- [Set exercise]: Return every line of the material below word for word, leaving out the pictures.

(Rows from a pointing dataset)

+++

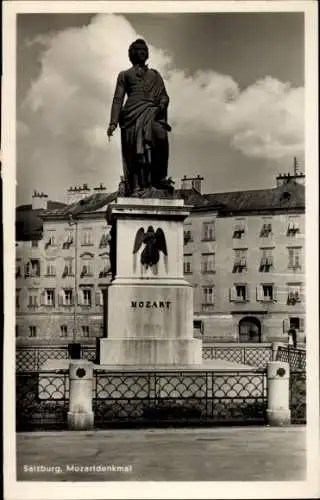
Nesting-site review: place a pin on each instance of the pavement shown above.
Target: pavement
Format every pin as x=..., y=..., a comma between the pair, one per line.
x=202, y=454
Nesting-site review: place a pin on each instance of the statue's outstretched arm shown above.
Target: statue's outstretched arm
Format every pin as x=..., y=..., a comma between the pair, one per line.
x=118, y=99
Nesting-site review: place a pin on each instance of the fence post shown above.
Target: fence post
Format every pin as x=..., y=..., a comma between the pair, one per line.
x=80, y=414
x=278, y=376
x=275, y=346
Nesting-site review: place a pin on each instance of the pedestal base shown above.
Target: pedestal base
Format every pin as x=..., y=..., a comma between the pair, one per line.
x=278, y=418
x=153, y=352
x=80, y=421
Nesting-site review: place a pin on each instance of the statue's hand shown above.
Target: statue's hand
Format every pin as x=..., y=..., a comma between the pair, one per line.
x=110, y=131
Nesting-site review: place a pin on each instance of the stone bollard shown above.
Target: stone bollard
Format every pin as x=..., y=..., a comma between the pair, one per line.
x=278, y=376
x=80, y=414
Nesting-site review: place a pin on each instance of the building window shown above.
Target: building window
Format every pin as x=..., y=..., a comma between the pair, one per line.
x=266, y=292
x=294, y=294
x=86, y=270
x=18, y=299
x=297, y=323
x=293, y=228
x=240, y=261
x=63, y=331
x=32, y=331
x=187, y=263
x=99, y=298
x=187, y=234
x=266, y=230
x=238, y=231
x=86, y=297
x=32, y=269
x=208, y=297
x=266, y=260
x=208, y=232
x=68, y=268
x=67, y=297
x=85, y=331
x=208, y=262
x=33, y=299
x=50, y=240
x=294, y=254
x=51, y=270
x=239, y=292
x=87, y=237
x=68, y=239
x=49, y=297
x=104, y=240
x=18, y=268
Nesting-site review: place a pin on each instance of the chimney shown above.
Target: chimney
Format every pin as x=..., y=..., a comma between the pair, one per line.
x=77, y=193
x=100, y=189
x=39, y=201
x=298, y=177
x=192, y=183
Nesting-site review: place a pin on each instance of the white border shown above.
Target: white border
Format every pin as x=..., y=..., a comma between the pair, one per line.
x=39, y=490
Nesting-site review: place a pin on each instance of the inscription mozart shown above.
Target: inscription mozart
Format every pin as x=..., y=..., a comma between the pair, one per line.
x=149, y=304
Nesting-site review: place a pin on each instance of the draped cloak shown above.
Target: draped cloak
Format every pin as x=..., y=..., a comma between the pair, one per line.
x=143, y=127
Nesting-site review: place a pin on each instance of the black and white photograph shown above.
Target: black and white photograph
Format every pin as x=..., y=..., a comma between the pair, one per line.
x=160, y=175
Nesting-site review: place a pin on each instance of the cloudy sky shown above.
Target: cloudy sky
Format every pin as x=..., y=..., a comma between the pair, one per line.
x=236, y=84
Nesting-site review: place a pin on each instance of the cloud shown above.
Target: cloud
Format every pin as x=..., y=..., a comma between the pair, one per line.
x=66, y=110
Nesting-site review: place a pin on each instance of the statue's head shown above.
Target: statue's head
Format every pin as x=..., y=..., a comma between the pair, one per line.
x=138, y=52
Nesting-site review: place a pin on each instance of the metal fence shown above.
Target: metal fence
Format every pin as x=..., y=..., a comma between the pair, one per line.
x=295, y=357
x=257, y=355
x=298, y=396
x=179, y=398
x=42, y=400
x=32, y=358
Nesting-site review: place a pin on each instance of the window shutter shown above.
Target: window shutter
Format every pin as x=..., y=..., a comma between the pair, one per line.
x=259, y=293
x=275, y=292
x=286, y=325
x=60, y=298
x=98, y=298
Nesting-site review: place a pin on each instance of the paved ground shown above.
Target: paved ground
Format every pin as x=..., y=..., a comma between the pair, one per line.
x=221, y=454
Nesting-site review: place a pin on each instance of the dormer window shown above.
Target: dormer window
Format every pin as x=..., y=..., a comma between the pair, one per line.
x=266, y=230
x=240, y=262
x=238, y=231
x=68, y=241
x=104, y=241
x=293, y=229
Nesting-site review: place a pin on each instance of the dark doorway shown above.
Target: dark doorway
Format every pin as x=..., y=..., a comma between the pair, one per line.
x=249, y=329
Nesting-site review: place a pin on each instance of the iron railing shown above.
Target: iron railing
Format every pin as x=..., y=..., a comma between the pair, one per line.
x=294, y=356
x=253, y=355
x=298, y=397
x=42, y=400
x=32, y=358
x=179, y=398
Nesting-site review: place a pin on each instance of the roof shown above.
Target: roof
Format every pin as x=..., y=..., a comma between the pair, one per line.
x=290, y=195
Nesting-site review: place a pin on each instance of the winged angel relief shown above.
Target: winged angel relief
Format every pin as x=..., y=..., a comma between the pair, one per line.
x=154, y=241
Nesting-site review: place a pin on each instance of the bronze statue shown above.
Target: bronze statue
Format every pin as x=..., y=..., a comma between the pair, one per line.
x=143, y=123
x=154, y=242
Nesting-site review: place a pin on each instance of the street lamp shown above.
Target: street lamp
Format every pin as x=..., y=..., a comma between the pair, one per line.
x=75, y=347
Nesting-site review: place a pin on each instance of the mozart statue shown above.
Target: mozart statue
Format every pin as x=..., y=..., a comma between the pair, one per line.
x=142, y=119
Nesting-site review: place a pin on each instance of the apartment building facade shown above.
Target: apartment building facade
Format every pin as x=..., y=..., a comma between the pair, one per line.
x=243, y=254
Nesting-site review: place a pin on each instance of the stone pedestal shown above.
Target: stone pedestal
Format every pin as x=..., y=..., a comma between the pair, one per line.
x=150, y=310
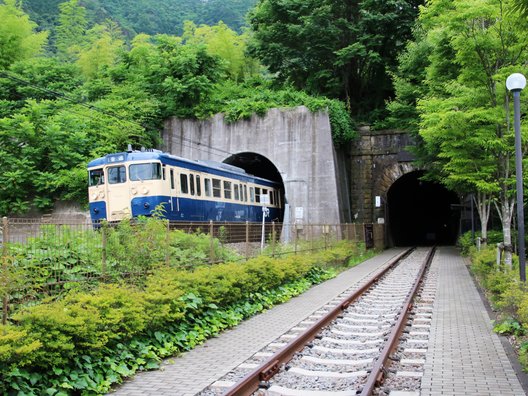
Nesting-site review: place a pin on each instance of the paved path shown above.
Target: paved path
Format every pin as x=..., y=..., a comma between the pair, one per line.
x=195, y=370
x=464, y=357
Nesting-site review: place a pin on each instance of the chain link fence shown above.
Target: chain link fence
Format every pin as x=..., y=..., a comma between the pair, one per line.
x=44, y=257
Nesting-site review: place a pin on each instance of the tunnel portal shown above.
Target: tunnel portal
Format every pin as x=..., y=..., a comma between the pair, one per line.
x=421, y=212
x=258, y=165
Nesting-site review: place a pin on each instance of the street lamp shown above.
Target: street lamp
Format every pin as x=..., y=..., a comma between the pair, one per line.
x=516, y=83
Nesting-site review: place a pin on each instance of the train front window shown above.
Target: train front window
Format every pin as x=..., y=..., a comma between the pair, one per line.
x=217, y=188
x=95, y=177
x=116, y=174
x=227, y=190
x=140, y=172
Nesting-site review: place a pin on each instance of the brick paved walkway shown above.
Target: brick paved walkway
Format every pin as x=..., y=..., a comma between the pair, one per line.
x=464, y=357
x=195, y=370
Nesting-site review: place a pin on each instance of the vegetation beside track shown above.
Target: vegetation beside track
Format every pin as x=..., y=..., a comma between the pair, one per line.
x=88, y=340
x=506, y=293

+++

- [Final result]:
Nesting-site review: place a pin on each instance of the pavement shown above.
Target: pavement
Format every pin as x=..., y=..., a comma between the pair, one per line.
x=202, y=454
Nesting-site review: place a pin on each instance of the statue's outstretched arm shown above.
Target: statue's outstretched arm
Format every pin as x=..., y=..., a comma between the pair, one per line.
x=118, y=99
Nesting-site review: place a pin on each instance of the fence post shown above.
Target: fence post
Format every pin as x=..., y=..., a comma between the pair, one per line.
x=80, y=414
x=278, y=376
x=275, y=346
Nesting-site review: place a pin on each instance of the pedestal base shown above.
Target: pedestal base
Format every pin as x=..., y=..., a comma between the pair, one per line.
x=278, y=418
x=153, y=352
x=80, y=421
Nesting-site review: place a pin on each instance of the statue's hand shown above.
Target: statue's hand
Format every pin as x=..., y=..., a comma between the pair, one per line.
x=110, y=131
Nesting-site review: place a pin on each instance of the stone bollard shown above.
Target: stone bollard
Format every pin as x=..., y=..., a comma between the pair, one per line.
x=278, y=376
x=80, y=414
Nesting-site review: place a pin on each instance of the building window shown above.
Target: building window
Format every pin as x=..., y=..., a comma between the pair, one per line.
x=266, y=292
x=294, y=294
x=86, y=270
x=18, y=299
x=297, y=323
x=293, y=228
x=240, y=261
x=63, y=331
x=32, y=331
x=187, y=263
x=99, y=298
x=187, y=234
x=266, y=230
x=238, y=231
x=86, y=297
x=32, y=269
x=208, y=297
x=266, y=260
x=208, y=232
x=68, y=268
x=67, y=297
x=85, y=331
x=208, y=262
x=33, y=299
x=50, y=240
x=294, y=254
x=51, y=270
x=239, y=292
x=87, y=237
x=68, y=239
x=49, y=297
x=104, y=240
x=18, y=268
Nesting-site review: place a pin on each instance of the chimney shown above.
Target: chimney
Format every pin as x=..., y=..., a comma between the pair, one per line.
x=77, y=193
x=100, y=189
x=39, y=201
x=298, y=177
x=192, y=183
Nesting-site review: place a pin on each instance of the white border shown above.
Target: white border
Format every pin as x=..., y=..., a comma between the pair, one per line.
x=39, y=490
Nesting-site review: place a pin on each instance of the inscription mozart shown above.
Target: inscription mozart
Format every pin as x=..., y=..., a comma between the pair, one per line.
x=149, y=304
Nesting-site review: place a pin on each instance of the draped cloak shown above.
Target: draped cloak
Format every pin as x=..., y=..., a comma between the pair, one per line.
x=143, y=127
Nesting-site review: place a pin on each instance of the black and white photograph shown above.
Target: black and white photograph
Format every pin as x=..., y=..., a comma between the pair, one per line.
x=160, y=175
Nesting-site review: place a pin on each instance of the cloudy sky shown above.
Target: cloudy sky
Format every pin as x=..., y=..., a comma between the pair, one per line.
x=236, y=84
Nesting-site review: place a pin on each instance of the cloud shown above.
Target: cloud
Format every pin as x=..., y=..., a comma between the pair, one per line.
x=66, y=110
Nesting-site review: place a pin on each instance of the statue's head shown above.
Target: statue's head
Format every pin as x=..., y=..., a comma between the pair, one per line.
x=138, y=52
Nesting-site review: place a pin on each instance of the metal fence shown above.
Target: metal fence
Format every pin as x=..., y=..., a comma between the pair, one per line.
x=295, y=357
x=257, y=355
x=298, y=396
x=179, y=398
x=42, y=400
x=32, y=358
Nesting-site review: place a pin on each instance of the window shutter shown above.
Target: window shutter
Format every pin as x=..., y=..., a comma between the pair, one per line.
x=259, y=293
x=275, y=292
x=286, y=325
x=60, y=298
x=98, y=298
Nesting-site review: place a pin on each instance of the paved ground shown above.
Target: paved ground
Format every pin as x=..., y=..., a comma between the pair, one per line.
x=221, y=454
Nesting-site review: place a pin on each instance of the dormer window shown above.
Target: dormer window
Format every pin as x=..., y=..., a comma between the pair, one per line.
x=266, y=230
x=240, y=262
x=238, y=231
x=68, y=241
x=104, y=241
x=293, y=229
Nesting-site review: place a pin on each instance of the dark doorway shown above.
Target: dark doorway
Format every pin as x=..., y=..., a comma between the pair, one per line.
x=249, y=329
Nesting-site review: place a pin on each instance of the iron railing shown above.
Target: iron railing
Format every pin as x=..., y=..., a comma between the pair, one per line.
x=294, y=356
x=253, y=355
x=298, y=397
x=42, y=400
x=32, y=358
x=179, y=398
Nesting-site review: place a pin on each instance of the roof shown above.
Target: roof
Format every pin as x=..., y=..., a comma between the pair, one per line.
x=290, y=195
Nesting-site review: place a pin on each instance of the winged angel relief shown above.
Target: winged angel relief
Format every pin as x=..., y=..., a comma between the pair, one per line.
x=154, y=241
Nesting-site review: place a pin on each instance of the bronze statue shown above.
Target: bronze statue
Format every pin as x=..., y=..., a comma between the pair, one per line.
x=143, y=123
x=154, y=242
Nesting-site review: place a pin on each instance of the street lamp shown above.
Target: street lamp
Format every pin as x=..., y=..., a comma between the pair, one per line.
x=75, y=347
Nesting-site review: place a pin on each instance of the mozart statue shown above.
Target: mozart statue
Format every pin as x=..., y=..., a comma between the pair, one per line.
x=142, y=119
Nesting-site review: place a pin on each instance of the apartment building facade shown above.
Target: apartment building facade
Format every pin as x=..., y=..., a comma between the pair, one per line.
x=243, y=254
Nesting-site review: place a pin on each instance of the stone pedestal shown above.
Target: stone pedestal
Format every pin as x=..., y=..., a comma between the pair, one per line.
x=150, y=310
Nesting-site review: place a pin on each instance of the paved path shown above.
Target: paved path
Format every pin as x=..., y=..., a comma between the pair, one per line.
x=195, y=370
x=464, y=357
Nesting-site review: place a pin on each instance of the chain link fence shown above.
Target: chain link fence
Format every pin as x=..., y=..., a comma between the pair, one per line.
x=44, y=257
Nesting-site review: place a pin on each instance of the tunnel portal shown above.
Target: tunnel portal
Format every pin as x=..., y=..., a comma between the pair, one per line.
x=421, y=212
x=258, y=165
Nesting-site review: place a pin on each instance of the street lamp shown above.
Target: street lamp
Format every pin as x=..., y=..., a comma between the pair, one per line.
x=516, y=83
Nesting-site review: place a pin on each instance of the train front window shown above.
Target: train front window
Format every pin as x=..., y=..., a comma between the pair, one per line.
x=217, y=188
x=95, y=177
x=116, y=174
x=227, y=190
x=140, y=172
Nesting-site review: place a pin on each instance of the brick paved walkway shown above.
Target: brick paved walkway
Format every pin as x=..., y=..., a comma between the pair, one per line.
x=464, y=357
x=195, y=370
Nesting-site review: place a pin on each instance of the vegetation beside track shown above.
Target: vegetation beside track
Format every pin as x=..., y=..., a comma between the pair, one per line.
x=88, y=340
x=506, y=293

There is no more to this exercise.